◆ EXERCISE TASK:
Reproduce the listing word for word, starting with the line that contains "Could you then find the bokeh" and continuing through the last line of the listing.

◆ PROVIDED RECORDS:
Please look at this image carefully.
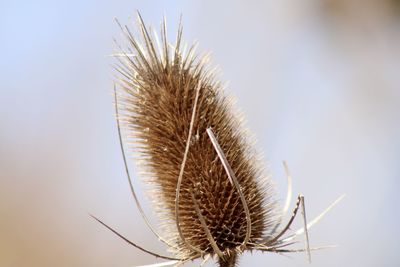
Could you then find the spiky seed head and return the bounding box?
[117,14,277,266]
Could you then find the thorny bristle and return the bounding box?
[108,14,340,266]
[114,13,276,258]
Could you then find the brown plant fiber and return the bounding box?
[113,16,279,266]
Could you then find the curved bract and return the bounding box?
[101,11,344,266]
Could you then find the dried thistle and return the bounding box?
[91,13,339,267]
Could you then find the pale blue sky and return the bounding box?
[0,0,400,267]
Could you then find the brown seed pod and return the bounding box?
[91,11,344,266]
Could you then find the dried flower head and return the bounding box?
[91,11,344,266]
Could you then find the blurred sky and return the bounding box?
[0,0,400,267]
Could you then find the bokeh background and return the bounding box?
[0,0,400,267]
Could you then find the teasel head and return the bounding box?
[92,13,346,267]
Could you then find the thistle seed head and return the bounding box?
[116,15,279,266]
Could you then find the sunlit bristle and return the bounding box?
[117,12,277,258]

◆ WORKED SOLUTION:
Could you then find the bokeh background and return the bounding box?
[0,0,400,267]
Could you then find the teasel head and return the bounding box?
[92,13,346,267]
Could you then find the thistle seed head and return the bounding box?
[116,15,279,266]
Could you then find the sunlit bristle and return the bounding box?
[117,12,277,258]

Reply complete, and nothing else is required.